TEXTAUSZUG:
:::::
Kopieren Sie die Strategien der anderen!
Kaum etwas spaltet die deutsche Gesellschaft so sehr wie der Börsenhandel. Während die einen erst gar kein Depot eröffnen und sich mit den Mini-Zinsen des Sparbuchs begnügen, kaufen die anderen Zertifikate und Investmentfonds, die ihnen zweistellige Renditen versprechen. Das sind natürlich nur die beiden Extrema, aber sie zeigen: Mit allzu einfachen Regeln wie „bloß kein Risiko“ oder „Hauptsache Rendite“ kommen Anleger nicht weit. Doch was tun, wenn man dem Bankberater nicht traut, aber zugleich keine Zeit hat, um sich selbst detailliert mit den Märkten zu beschäftigen?
:::::
VORGEGEBENE ANGABEN:
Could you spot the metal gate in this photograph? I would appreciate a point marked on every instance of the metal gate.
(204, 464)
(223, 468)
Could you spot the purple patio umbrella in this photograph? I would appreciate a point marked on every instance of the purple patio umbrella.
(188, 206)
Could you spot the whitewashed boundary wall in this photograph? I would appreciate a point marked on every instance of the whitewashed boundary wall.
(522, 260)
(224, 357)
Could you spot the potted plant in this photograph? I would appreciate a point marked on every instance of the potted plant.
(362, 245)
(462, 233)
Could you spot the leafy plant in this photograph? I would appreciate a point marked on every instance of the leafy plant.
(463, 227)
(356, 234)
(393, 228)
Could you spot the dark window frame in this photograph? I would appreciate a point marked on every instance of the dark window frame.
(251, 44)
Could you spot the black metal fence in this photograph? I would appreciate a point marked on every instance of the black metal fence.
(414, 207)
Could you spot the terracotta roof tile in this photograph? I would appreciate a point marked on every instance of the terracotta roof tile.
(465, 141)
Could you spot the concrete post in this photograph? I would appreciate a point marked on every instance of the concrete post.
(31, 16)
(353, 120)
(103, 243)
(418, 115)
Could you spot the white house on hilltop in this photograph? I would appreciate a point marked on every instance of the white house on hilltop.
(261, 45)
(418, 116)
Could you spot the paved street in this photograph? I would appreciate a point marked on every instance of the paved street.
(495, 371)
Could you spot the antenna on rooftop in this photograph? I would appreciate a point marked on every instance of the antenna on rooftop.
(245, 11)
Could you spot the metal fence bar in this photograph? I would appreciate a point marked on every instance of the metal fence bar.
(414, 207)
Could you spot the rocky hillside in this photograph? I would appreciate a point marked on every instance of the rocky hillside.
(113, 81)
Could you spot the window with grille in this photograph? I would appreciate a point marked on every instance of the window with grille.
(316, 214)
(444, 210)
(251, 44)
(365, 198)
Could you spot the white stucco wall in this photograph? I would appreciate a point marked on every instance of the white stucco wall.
:::::
DEINE AUFGABE:
Schreib den Text über Geldanlage an der Börse weiter, und zwar direkt nach seinem letzten Satz. Die Zeilen spielen hierbei keine Rolle.

ERGEBNIS:
Im Internet gibt es Trading-Plattformen, die in ihrer Werbung genau dieses Problem aufgreifen. Als Lösung präsentieren Anbieter wie eToro, United Signals und ZuluTrade das sogenannte Copy-Trading oder auch Mirror-Trading. Dabei können sich Anleger an Top Trader, Finanzexperten und Social Gurus dranhängen und ihre Strategien kopieren. Solche Portale ganz ohne eigenes Finanzwissen zu nutzen, kann aber gefährlich sein.
Angesichts der extrem niedrigen Zinsen für Sparprodukte suchen inzwischen auch risikoscheue Anleger nach Alternativen. Handelsblatt Online zeigt in einer wöchentlichen Serie, wie Anleger ihr Finanzwissen erweitern können, wie sie von gemeinschaftlichen Anlagemodellen profitieren und sich vor Bauernfängern schützen.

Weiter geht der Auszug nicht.